Spatial localization data:
*** Begin section ***
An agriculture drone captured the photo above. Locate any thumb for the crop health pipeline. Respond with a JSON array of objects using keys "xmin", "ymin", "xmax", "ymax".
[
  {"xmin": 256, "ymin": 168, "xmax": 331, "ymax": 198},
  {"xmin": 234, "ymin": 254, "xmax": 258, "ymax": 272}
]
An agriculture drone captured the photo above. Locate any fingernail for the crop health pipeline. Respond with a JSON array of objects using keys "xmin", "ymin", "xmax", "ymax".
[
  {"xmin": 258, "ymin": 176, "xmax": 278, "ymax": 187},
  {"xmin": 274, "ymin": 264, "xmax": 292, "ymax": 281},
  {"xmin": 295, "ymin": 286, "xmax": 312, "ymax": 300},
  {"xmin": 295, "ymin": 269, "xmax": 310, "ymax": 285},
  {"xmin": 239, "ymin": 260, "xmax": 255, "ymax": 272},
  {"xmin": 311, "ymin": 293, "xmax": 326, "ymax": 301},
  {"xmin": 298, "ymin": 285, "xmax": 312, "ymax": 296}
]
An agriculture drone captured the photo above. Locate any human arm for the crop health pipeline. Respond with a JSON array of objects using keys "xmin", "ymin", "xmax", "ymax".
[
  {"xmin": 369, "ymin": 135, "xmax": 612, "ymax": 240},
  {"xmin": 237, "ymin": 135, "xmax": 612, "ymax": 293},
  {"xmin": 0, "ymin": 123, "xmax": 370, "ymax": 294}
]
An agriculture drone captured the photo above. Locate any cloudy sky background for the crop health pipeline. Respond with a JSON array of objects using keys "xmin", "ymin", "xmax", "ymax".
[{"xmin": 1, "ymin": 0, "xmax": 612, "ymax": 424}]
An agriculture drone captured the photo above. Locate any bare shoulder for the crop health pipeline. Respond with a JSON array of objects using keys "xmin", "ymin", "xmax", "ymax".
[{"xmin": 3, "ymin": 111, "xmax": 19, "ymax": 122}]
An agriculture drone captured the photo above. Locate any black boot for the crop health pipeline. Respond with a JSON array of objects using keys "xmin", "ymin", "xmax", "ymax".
*** End section ***
What you are asked to do: Every entry, from first to last, is to be reproduced exactly.

Response for this exercise:
An agriculture drone captured the photo above. Locate any thumb for the crop health pipeline. Respond with a JSON array of objects using keys "xmin", "ymin", "xmax", "ymax".
[
  {"xmin": 256, "ymin": 168, "xmax": 331, "ymax": 198},
  {"xmin": 234, "ymin": 254, "xmax": 258, "ymax": 272}
]
An agriculture drone captured the photo above. Locate any fingernail for the crop health pipeline. Respond with a JSON array of objects using keys "xmin", "ymin", "xmax", "ymax".
[
  {"xmin": 258, "ymin": 176, "xmax": 278, "ymax": 187},
  {"xmin": 274, "ymin": 264, "xmax": 292, "ymax": 281},
  {"xmin": 295, "ymin": 286, "xmax": 312, "ymax": 300},
  {"xmin": 295, "ymin": 269, "xmax": 310, "ymax": 285},
  {"xmin": 239, "ymin": 260, "xmax": 255, "ymax": 272},
  {"xmin": 311, "ymin": 293, "xmax": 326, "ymax": 301},
  {"xmin": 298, "ymin": 285, "xmax": 312, "ymax": 296}
]
An agriculture drone captured the photo above. Locate any human arm for the crop health pipeline. Respond with a JSON array of objects using keys "xmin", "ymin", "xmax", "ymax".
[
  {"xmin": 369, "ymin": 135, "xmax": 612, "ymax": 240},
  {"xmin": 237, "ymin": 135, "xmax": 612, "ymax": 293},
  {"xmin": 0, "ymin": 123, "xmax": 370, "ymax": 294}
]
An agriculture drone captured the photo above. Locate any cloudy sky background for the crop health pipeline. Respond with a JSON array of objects using keys "xmin", "ymin", "xmax", "ymax".
[{"xmin": 1, "ymin": 0, "xmax": 612, "ymax": 424}]
An agriculture drone captured the photo above. Locate any bare shoulder for the crop health pipeline. Respond with a JSON array of objects using keys "xmin", "ymin", "xmax", "ymax".
[{"xmin": 3, "ymin": 111, "xmax": 19, "ymax": 122}]
An agriculture drone captured the photo above. Locate any black boot for the crop health pipeline. Respond with a JSON array of objects using keys "xmin", "ymin", "xmax", "ymax".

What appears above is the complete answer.